Contour labeling entries:
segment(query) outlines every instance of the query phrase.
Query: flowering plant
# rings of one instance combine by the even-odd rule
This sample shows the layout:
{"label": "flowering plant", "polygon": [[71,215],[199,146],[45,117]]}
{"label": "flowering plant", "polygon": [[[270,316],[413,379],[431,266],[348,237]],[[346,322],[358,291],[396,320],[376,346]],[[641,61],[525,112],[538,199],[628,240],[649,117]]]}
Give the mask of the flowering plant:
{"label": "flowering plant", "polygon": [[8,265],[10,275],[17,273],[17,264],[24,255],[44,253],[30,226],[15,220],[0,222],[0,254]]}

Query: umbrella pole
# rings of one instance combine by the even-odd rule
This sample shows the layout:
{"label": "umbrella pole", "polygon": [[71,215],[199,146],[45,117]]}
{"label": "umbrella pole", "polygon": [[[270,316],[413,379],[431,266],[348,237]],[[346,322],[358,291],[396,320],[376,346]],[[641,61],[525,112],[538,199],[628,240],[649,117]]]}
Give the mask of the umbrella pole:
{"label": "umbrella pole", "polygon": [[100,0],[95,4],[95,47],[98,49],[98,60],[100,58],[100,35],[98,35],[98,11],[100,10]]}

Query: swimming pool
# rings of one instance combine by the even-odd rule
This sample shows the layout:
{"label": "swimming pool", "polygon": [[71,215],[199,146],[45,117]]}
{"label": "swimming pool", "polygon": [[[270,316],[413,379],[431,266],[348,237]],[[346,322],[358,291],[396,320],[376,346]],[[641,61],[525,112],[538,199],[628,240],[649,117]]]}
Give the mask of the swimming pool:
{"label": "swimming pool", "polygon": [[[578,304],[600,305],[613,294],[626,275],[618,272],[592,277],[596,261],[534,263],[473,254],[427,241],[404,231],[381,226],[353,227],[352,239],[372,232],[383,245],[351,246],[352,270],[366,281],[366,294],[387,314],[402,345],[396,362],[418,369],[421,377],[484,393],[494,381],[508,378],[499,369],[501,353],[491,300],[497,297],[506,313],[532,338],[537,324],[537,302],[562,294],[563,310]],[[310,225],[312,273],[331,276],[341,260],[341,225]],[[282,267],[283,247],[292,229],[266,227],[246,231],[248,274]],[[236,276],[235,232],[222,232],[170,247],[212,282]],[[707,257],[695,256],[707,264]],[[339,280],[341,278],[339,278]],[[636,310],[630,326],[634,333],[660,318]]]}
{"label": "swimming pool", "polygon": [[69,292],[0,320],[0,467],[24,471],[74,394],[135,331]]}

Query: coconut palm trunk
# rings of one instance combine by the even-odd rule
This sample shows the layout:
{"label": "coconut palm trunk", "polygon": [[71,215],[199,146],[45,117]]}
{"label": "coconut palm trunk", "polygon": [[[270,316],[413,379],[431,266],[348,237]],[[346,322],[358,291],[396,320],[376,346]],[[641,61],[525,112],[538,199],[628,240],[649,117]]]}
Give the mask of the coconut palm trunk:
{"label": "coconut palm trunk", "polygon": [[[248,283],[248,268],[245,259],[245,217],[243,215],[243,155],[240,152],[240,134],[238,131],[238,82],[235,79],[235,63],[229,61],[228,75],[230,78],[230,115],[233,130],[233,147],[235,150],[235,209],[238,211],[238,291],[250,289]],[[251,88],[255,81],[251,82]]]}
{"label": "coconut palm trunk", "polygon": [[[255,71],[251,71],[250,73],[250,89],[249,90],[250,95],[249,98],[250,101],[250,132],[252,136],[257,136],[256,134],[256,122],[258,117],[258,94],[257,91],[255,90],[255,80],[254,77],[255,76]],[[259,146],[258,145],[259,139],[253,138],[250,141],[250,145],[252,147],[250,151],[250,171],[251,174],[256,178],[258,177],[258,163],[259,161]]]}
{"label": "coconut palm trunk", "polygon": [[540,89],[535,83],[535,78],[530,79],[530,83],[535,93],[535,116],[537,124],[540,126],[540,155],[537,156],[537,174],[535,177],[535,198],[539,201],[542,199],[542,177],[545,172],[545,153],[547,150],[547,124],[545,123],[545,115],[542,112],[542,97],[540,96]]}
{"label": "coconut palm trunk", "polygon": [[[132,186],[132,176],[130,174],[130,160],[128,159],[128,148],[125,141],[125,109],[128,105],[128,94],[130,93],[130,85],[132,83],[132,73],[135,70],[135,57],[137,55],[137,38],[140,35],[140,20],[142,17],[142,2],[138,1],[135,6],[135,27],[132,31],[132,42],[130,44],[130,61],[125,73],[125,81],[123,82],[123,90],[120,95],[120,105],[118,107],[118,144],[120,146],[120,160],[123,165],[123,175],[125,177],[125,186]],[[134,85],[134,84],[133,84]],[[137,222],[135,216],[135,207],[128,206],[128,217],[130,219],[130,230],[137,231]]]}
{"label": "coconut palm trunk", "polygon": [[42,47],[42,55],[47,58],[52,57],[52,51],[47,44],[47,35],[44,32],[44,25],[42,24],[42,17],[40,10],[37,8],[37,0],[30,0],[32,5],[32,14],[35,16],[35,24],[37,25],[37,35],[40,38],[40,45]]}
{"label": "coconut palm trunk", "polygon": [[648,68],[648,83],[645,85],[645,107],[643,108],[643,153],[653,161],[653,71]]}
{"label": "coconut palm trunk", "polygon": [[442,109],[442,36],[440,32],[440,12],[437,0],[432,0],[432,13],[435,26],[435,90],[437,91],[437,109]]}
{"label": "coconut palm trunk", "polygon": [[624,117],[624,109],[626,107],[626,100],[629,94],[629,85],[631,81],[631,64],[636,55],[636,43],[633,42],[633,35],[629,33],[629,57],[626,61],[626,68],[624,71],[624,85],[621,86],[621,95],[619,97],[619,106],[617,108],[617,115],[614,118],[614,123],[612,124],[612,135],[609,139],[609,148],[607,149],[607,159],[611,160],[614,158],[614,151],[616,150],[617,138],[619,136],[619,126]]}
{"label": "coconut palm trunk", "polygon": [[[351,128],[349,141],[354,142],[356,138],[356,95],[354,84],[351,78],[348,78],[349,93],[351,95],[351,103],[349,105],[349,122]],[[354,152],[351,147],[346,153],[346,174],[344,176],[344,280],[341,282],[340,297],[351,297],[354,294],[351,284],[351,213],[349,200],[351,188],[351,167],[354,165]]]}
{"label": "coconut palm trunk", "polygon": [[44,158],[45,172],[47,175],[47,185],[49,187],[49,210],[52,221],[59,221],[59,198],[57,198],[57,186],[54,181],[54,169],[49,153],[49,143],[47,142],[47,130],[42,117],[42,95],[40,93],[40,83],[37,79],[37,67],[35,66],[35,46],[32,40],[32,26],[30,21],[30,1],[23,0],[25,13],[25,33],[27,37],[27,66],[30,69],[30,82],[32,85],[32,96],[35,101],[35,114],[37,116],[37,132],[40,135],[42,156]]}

Stated exercise
Copy all of the records above line by line, keeping every character unchanged.

Expected answer
segment(query) outlines every instance of the query phrase.
Query: flowering plant
# rings of one instance combine by the even-odd rule
This sample shows the layout:
{"label": "flowering plant", "polygon": [[71,215],[199,146],[45,117]]}
{"label": "flowering plant", "polygon": [[[270,316],[413,379],[431,266],[348,237]],[[346,322],[358,291],[396,320],[376,346]],[[641,61],[525,112],[538,199],[628,240],[649,117]]]}
Give the mask of the flowering plant:
{"label": "flowering plant", "polygon": [[8,265],[10,275],[17,273],[17,264],[24,255],[44,253],[30,226],[15,220],[0,222],[0,254]]}

Query: umbrella pole
# rings of one instance combine by the even-odd rule
This sample shows the layout:
{"label": "umbrella pole", "polygon": [[71,215],[199,146],[45,117]]}
{"label": "umbrella pole", "polygon": [[[270,316],[413,379],[431,266],[348,237]],[[346,322],[358,291],[396,320],[376,346]],[[641,61],[525,112],[538,199],[628,240],[649,117]]]}
Give the mask of the umbrella pole:
{"label": "umbrella pole", "polygon": [[100,0],[95,4],[95,47],[98,49],[98,60],[100,58],[100,35],[98,35],[98,11],[100,10]]}

Query: swimming pool
# rings of one instance combine by the even-odd rule
This sample shows the layout:
{"label": "swimming pool", "polygon": [[71,215],[199,146],[45,117]]}
{"label": "swimming pool", "polygon": [[[270,316],[413,379],[431,266],[348,237]],[[346,322],[358,291],[396,320],[376,346]],[[641,61],[525,112],[538,199],[628,240],[649,117]]]}
Give the mask of the swimming pool:
{"label": "swimming pool", "polygon": [[[578,304],[600,305],[613,294],[626,275],[618,272],[592,277],[596,261],[534,263],[473,254],[427,241],[404,231],[381,226],[353,227],[352,239],[372,232],[383,245],[351,246],[352,270],[366,281],[366,294],[387,314],[402,345],[396,362],[418,369],[421,377],[484,393],[494,381],[508,378],[499,369],[501,353],[491,300],[497,297],[506,313],[532,338],[537,324],[537,302],[562,294],[563,310]],[[310,225],[312,273],[331,276],[341,260],[341,225]],[[282,267],[283,247],[292,229],[266,227],[246,231],[248,274]],[[236,276],[235,232],[222,232],[170,247],[212,282]],[[707,257],[695,256],[707,264]],[[339,280],[341,278],[339,278]],[[636,310],[630,326],[634,333],[660,318]]]}
{"label": "swimming pool", "polygon": [[69,292],[0,320],[0,467],[24,471],[74,394],[135,331]]}

Query: coconut palm trunk
# rings of one instance combine by the even-odd rule
This sample shows the layout:
{"label": "coconut palm trunk", "polygon": [[71,215],[199,146],[45,117]]}
{"label": "coconut palm trunk", "polygon": [[[270,316],[413,379],[431,266],[348,237]],[[346,322],[358,291],[396,320],[376,346]],[[641,61],[525,112],[538,199],[628,240],[649,117]]]}
Give the mask of the coconut palm trunk:
{"label": "coconut palm trunk", "polygon": [[[248,283],[248,268],[245,259],[245,217],[243,215],[243,155],[240,152],[240,134],[238,131],[238,82],[235,79],[235,63],[229,61],[228,75],[230,78],[230,115],[233,130],[233,147],[235,150],[235,209],[238,211],[238,291],[250,289]],[[251,88],[255,81],[251,82]]]}
{"label": "coconut palm trunk", "polygon": [[[255,71],[251,71],[250,73],[250,89],[249,90],[250,95],[249,98],[250,101],[250,132],[252,136],[257,136],[256,134],[256,122],[258,117],[258,94],[257,91],[255,90],[255,80],[254,77],[255,76]],[[259,146],[258,145],[259,139],[253,138],[250,141],[250,145],[252,147],[250,151],[250,171],[251,174],[256,178],[258,177],[258,163],[259,161]]]}
{"label": "coconut palm trunk", "polygon": [[540,89],[535,83],[535,78],[530,79],[530,83],[535,93],[535,116],[537,124],[540,126],[540,155],[537,156],[537,174],[535,177],[535,198],[539,201],[542,199],[542,177],[545,172],[545,153],[547,150],[547,124],[545,123],[545,115],[542,112],[542,97],[540,96]]}
{"label": "coconut palm trunk", "polygon": [[[132,186],[132,176],[130,174],[130,160],[128,159],[128,148],[125,141],[125,109],[128,105],[128,94],[130,93],[130,85],[132,83],[132,73],[135,70],[135,57],[137,55],[137,38],[140,35],[140,20],[142,17],[142,2],[138,1],[135,6],[135,27],[132,31],[132,42],[130,44],[130,61],[125,73],[125,81],[123,82],[123,90],[120,95],[120,105],[118,107],[118,144],[120,146],[120,160],[123,165],[123,175],[125,177],[125,186]],[[134,85],[134,84],[133,84]],[[137,222],[135,216],[135,207],[128,206],[128,217],[130,219],[130,230],[137,231]]]}
{"label": "coconut palm trunk", "polygon": [[42,47],[42,55],[47,58],[52,57],[52,51],[47,44],[47,35],[44,32],[44,25],[42,24],[42,17],[40,10],[37,8],[37,0],[30,0],[32,5],[32,14],[35,16],[35,24],[37,25],[37,35],[40,38],[40,45]]}
{"label": "coconut palm trunk", "polygon": [[648,68],[648,83],[645,85],[645,107],[643,108],[643,153],[653,161],[653,71]]}
{"label": "coconut palm trunk", "polygon": [[442,109],[442,36],[440,32],[440,12],[437,0],[432,0],[432,13],[435,26],[435,90],[437,91],[437,109]]}
{"label": "coconut palm trunk", "polygon": [[624,117],[624,109],[626,107],[626,100],[629,94],[629,85],[631,81],[631,64],[636,55],[636,43],[633,42],[633,35],[629,33],[629,57],[626,61],[626,68],[624,71],[624,85],[621,86],[621,95],[619,97],[619,106],[617,108],[617,115],[614,118],[614,123],[612,124],[612,135],[609,139],[609,148],[607,149],[607,159],[611,160],[614,158],[614,151],[616,150],[617,138],[619,136],[619,126]]}
{"label": "coconut palm trunk", "polygon": [[[351,128],[349,141],[354,142],[356,138],[356,95],[354,84],[351,78],[348,78],[349,93],[351,95],[351,103],[349,105],[349,122]],[[354,152],[351,147],[346,153],[346,174],[344,176],[344,280],[341,282],[340,297],[351,297],[354,294],[351,284],[351,213],[349,200],[351,188],[351,167],[354,165]]]}
{"label": "coconut palm trunk", "polygon": [[44,158],[45,172],[47,175],[47,185],[49,187],[49,210],[52,221],[59,221],[59,198],[57,198],[57,186],[54,181],[54,169],[49,153],[49,143],[47,142],[47,130],[42,117],[42,95],[40,93],[40,83],[37,79],[37,67],[35,66],[35,46],[32,40],[32,26],[30,21],[30,1],[23,0],[25,13],[25,33],[27,37],[27,66],[30,69],[30,82],[32,85],[32,96],[35,101],[35,114],[37,116],[37,132],[40,135],[42,156]]}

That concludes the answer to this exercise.